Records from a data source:
---

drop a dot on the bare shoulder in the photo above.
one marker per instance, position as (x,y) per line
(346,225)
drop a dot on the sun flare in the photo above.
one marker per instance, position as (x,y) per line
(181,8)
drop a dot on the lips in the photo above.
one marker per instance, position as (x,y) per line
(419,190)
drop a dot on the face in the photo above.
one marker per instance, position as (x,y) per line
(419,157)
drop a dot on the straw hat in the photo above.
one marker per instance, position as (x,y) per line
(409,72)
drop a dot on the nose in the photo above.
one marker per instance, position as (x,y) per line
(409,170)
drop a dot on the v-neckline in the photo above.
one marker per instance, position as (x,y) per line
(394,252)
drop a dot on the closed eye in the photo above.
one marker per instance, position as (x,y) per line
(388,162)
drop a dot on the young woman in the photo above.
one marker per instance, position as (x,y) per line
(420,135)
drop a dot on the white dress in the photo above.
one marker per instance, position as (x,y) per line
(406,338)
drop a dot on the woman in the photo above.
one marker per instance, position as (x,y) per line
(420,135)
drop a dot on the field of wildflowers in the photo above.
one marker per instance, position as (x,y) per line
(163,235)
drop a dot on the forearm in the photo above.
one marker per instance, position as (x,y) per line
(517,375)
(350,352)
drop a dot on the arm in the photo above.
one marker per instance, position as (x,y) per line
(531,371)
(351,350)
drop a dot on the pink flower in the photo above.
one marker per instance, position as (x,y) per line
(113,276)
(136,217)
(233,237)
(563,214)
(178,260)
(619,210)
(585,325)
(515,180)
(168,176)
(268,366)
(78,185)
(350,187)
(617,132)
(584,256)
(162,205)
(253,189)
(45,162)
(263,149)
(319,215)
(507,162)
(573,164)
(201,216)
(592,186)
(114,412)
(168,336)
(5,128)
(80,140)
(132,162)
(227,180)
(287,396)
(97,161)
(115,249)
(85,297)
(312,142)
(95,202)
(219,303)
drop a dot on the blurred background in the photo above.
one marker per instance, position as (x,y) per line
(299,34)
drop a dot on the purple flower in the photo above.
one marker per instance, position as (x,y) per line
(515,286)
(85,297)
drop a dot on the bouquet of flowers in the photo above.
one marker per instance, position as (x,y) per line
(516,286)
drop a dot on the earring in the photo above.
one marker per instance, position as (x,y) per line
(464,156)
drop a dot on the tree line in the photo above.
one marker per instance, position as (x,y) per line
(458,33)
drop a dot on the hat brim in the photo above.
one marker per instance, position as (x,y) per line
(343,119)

---

▶ **Your instructions**:
Each line above should appear again, reproduced exactly.

▶ **Solution to the problem**:
drop a dot on the bare shoulder in the photo above.
one marker per instance, position as (x,y) per line
(346,225)
drop a dot on the sun flare in the photo above.
one marker per instance, position as (x,y) per line
(181,8)
drop a dot on the lips in the photo above.
one marker per instance, position as (x,y) per line
(419,190)
drop a dot on the face in the photo above.
one marker per instance, position as (x,y) per line
(419,157)
drop a dot on the straw hat in the photo above.
one marker per instance, position as (x,y) per line
(409,72)
drop a dot on the nose in the photo above.
one marker per instance, position as (x,y) per line
(409,170)
drop a dot on the v-neckline in the photo above.
one marker per instance, position as (x,y) per line
(394,252)
drop a dot on the closed eye in the photo above.
one marker per instance, position as (x,y) per line
(388,162)
drop a dot on the young woman in the photo above.
one marker per instance, position as (x,y) per line
(420,135)
drop a dot on the white dress in the photo above.
one marker per instance, position as (x,y) per line
(406,338)
drop a dot on the woman in the photo above.
one marker per instance, position as (x,y) per line
(420,135)
drop a dot on the field of wildflowers in the photo above.
one marker per instance, position as (x,y) per line
(163,235)
drop a dot on the forearm in the photo above.
one marker per instance, position as (x,y) per line
(517,375)
(350,352)
drop a dot on the arm in the photo above.
one marker per instance, position as (x,y) per line
(531,371)
(351,350)
drop a dot on the pink flower in the photo above.
one marker per instance, position as (x,y) per line
(113,276)
(136,217)
(233,237)
(563,214)
(178,260)
(619,210)
(585,325)
(515,180)
(168,176)
(268,366)
(78,185)
(350,187)
(617,132)
(584,256)
(162,205)
(253,189)
(45,162)
(263,149)
(319,215)
(507,162)
(573,164)
(201,216)
(592,186)
(114,412)
(168,336)
(5,128)
(80,140)
(132,162)
(227,180)
(287,396)
(97,161)
(115,249)
(85,297)
(312,142)
(95,202)
(219,303)
drop a dot on the blurred background in the photo above.
one marker per instance, position as (x,y) per line
(299,34)
drop a dot on the purple flower in the photo above.
one marker per instance, position as (x,y) per line
(515,286)
(85,297)
drop a dot on the bouquet of flowers in the photo above.
one marker per instance, position as (x,y) per line
(516,286)
drop a dot on the earring in the photo above.
one marker per instance, position as (x,y) per line
(464,156)
drop a dot on the tree line in the photo above.
one marker per instance, position as (x,y) per line
(458,33)
drop a dot on the hat brim in the photo above.
one marker per instance, position as (x,y) per line
(343,119)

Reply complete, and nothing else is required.